**GIVEN PASSAGE:**
<<<<

Understanding all the Different Yarns!

by Laura Eccleston

09 Aug 2022

197 Views

Understanding all the Different Yarns!
One of the hardest things to understand as a beginner when starting out on your new crochet journey is all the different types of yarns you can buy and knowing which yarn is best for a certain type of crochet project. So today I am listing some of the most commonly found yarn fibres you can buy, their positives and their negatives and of course what crochet projects are best to use them with. By the end of the article, hopefully you will understand different yarns a little better to help you choose the right one for you and your project.

If you would like to learn about the different yarn weights and what they mean, you can read my article here on that.

Another good article on yarn and the projects they're good for can be found here.

Acrylic Yarn
Acrylic yarns are one of the cheapest options, but make sure it’s a good quality acrylic yarn because sometimes the really cheap acrylic yarns can be harder to crochet with. Often beginners don't want to spend too much money when starting out and they opt for a really cheap acrylic yarn, but this can cause problems and make it seem like crochet is harder than it is. They may feel plasticky or stringy and can end up feeling horrible in your hands so look for words like premium acrylic or anti-pilling acrylic, which are much softer and gentler to work with. Even better, try and head to a yarn store so you can touch the yarns in person as there are some really soft and squishy acrylics out there. Acrylics also often come in an array of colours so you can really have some fun with colour without spending too much money.

>>>>

**TASK A:** Return the stretch of the yarn article starting with "09 Aug 2022" and going on through "and your project.".
**TASK B:** According to the yarn article, why can a really cheap acrylic yarn be a poor choice for a beginner? Answer in one to three sentences.
**TASK C:** For each yarn fiber it covers, what three things does the yarn article say it will give?

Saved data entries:
<<<<

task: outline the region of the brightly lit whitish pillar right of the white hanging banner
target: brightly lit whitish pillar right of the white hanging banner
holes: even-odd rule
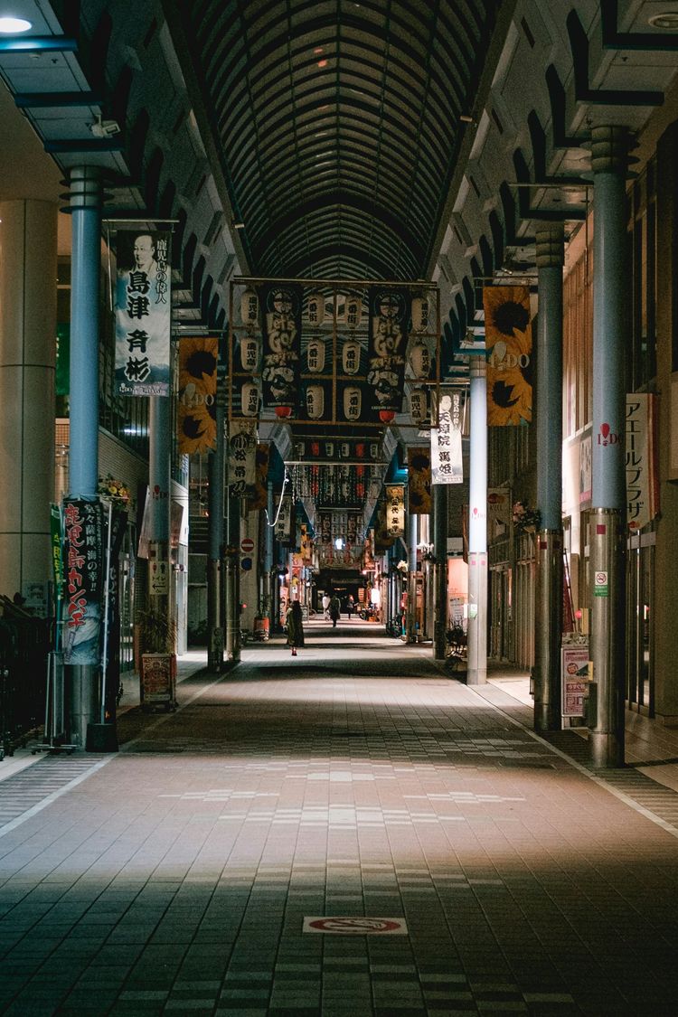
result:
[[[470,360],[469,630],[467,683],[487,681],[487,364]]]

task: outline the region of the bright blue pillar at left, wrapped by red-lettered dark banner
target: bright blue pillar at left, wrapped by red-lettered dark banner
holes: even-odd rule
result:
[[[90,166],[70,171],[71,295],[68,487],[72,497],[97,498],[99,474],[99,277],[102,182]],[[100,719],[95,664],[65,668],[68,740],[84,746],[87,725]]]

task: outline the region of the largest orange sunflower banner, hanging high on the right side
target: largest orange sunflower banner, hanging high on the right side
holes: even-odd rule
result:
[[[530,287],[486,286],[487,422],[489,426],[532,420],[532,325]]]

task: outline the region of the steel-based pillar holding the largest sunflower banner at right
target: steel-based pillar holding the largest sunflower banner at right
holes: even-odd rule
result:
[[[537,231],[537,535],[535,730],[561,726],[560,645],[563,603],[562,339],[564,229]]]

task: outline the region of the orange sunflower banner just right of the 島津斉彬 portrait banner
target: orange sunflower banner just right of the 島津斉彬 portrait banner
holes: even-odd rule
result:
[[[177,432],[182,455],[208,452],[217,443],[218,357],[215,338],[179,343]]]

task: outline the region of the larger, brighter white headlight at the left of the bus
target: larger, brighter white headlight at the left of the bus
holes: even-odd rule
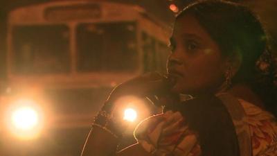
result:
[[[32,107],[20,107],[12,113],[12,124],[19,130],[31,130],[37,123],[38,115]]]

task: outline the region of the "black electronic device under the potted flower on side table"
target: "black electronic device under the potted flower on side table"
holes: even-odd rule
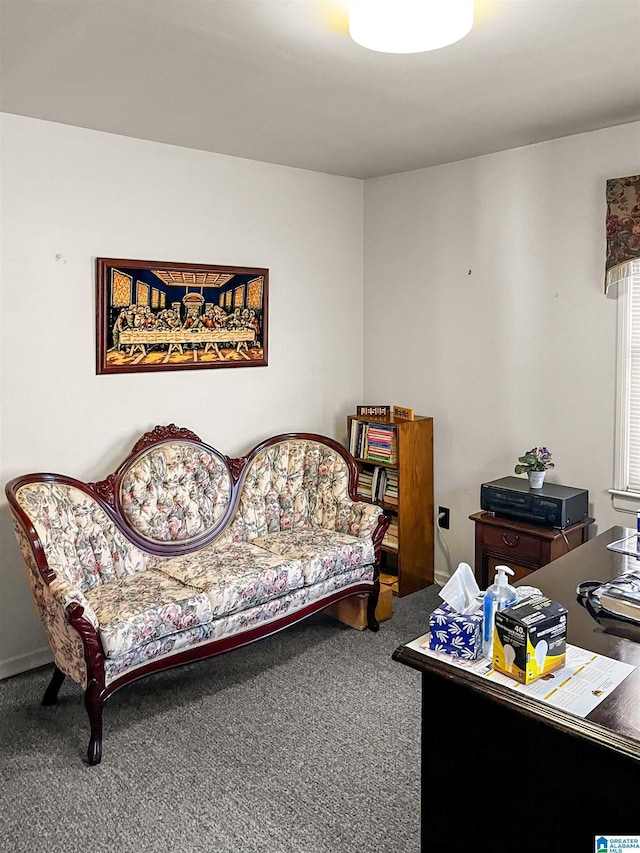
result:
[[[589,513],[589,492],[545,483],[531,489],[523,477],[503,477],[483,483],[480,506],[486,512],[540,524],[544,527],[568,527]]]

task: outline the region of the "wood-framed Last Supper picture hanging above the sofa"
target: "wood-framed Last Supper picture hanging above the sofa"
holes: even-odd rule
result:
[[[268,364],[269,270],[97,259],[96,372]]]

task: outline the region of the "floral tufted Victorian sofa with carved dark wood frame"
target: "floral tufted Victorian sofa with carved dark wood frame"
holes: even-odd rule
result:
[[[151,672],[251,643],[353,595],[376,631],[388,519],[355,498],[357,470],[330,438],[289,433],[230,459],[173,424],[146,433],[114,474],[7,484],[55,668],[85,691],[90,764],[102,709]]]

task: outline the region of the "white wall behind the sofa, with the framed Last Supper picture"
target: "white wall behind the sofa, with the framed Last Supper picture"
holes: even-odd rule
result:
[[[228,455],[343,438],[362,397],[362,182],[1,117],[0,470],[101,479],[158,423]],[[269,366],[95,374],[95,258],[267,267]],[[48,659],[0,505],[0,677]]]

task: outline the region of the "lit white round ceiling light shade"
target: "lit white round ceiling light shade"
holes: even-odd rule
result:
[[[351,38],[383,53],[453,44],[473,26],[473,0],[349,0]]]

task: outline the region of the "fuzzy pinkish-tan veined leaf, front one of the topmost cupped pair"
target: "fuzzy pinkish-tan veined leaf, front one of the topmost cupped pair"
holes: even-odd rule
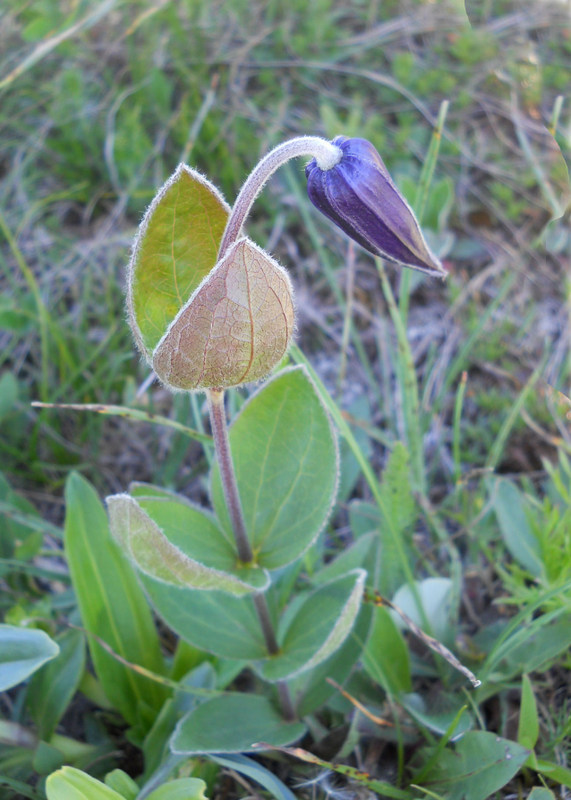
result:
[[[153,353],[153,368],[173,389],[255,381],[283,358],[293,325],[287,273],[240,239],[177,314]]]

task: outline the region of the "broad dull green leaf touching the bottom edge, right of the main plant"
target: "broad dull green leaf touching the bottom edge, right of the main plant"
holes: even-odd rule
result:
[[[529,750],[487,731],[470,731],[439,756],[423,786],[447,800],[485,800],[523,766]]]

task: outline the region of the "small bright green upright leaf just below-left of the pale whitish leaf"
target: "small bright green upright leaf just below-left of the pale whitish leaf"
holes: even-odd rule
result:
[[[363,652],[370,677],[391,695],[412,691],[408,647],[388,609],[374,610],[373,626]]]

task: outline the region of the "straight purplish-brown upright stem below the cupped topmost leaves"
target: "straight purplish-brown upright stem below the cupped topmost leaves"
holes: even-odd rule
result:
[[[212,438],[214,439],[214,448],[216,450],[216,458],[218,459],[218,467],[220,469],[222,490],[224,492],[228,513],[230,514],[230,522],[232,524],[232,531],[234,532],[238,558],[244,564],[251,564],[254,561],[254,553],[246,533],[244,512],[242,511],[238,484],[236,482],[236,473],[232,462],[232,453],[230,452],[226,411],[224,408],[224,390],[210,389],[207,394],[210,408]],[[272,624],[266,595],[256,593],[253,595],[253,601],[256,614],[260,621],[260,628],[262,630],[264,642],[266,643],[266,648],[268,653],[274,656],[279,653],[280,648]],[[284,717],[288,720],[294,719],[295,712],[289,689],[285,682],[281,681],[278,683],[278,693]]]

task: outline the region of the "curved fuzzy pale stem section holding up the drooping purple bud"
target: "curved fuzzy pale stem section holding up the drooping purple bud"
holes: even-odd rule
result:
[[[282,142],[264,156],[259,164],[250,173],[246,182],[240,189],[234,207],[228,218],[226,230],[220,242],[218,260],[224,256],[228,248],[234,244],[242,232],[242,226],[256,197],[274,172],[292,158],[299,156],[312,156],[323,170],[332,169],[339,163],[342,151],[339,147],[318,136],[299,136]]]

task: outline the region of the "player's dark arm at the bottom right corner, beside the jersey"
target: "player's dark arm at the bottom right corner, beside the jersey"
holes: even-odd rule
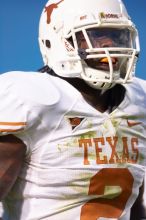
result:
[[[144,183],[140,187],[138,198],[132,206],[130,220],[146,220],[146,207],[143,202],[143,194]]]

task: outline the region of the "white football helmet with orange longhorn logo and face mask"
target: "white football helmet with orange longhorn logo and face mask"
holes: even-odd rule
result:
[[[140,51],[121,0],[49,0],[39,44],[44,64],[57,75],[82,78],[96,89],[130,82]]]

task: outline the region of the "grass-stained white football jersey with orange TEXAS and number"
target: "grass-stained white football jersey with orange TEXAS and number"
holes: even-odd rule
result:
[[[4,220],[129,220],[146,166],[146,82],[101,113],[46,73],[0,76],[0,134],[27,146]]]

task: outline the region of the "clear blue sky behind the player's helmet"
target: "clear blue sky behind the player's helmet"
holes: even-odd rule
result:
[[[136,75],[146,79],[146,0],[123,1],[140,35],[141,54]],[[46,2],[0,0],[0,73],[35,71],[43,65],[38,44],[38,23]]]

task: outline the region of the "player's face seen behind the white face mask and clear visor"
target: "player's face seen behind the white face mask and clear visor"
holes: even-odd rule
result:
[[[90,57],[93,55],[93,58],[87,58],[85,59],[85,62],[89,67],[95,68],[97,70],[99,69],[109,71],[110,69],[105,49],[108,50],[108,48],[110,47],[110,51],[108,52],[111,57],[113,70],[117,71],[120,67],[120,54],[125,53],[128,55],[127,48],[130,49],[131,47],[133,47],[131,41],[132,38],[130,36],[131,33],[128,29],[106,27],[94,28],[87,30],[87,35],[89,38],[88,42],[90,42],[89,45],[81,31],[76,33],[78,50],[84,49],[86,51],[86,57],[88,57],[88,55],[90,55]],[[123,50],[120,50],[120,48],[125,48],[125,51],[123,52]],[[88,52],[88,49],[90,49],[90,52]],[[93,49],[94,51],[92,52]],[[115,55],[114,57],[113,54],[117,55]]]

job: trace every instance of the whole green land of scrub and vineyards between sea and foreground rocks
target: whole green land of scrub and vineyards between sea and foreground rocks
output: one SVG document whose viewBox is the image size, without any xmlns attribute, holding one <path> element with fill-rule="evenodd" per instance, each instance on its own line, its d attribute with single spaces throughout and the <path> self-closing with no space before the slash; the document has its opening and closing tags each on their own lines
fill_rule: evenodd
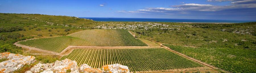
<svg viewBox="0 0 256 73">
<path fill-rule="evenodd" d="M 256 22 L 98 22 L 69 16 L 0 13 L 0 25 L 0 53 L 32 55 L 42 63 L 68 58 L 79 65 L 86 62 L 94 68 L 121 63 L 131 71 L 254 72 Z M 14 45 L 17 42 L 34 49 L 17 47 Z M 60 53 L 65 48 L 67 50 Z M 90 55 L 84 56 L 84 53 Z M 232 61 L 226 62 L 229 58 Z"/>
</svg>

>>>>

**RESPONSE AREA A:**
09 Aug 2022

197 Views

Understanding all the Different Yarns!
One of the hardest things to understand as a beginner when starting out on your new crochet journey is all the different types of yarns you can buy and knowing which yarn is best for a certain type of crochet project. So today I am listing some of the most commonly found yarn fibres you can buy, their positives and their negatives and of course what crochet projects are best to use them with. By the end of the article, hopefully you will understand different yarns a little better to help you choose the right one for you and your project.

**RESPONSE AREA B:** Really cheap acrylic yarns can be harder to crochet with and may feel plasticky, stringy or horrible in the hands. That can make crochet seem harder than it actually is.

**RESPONSE AREA C:**
- Their positives
- Their negatives
- The crochet projects they are best used with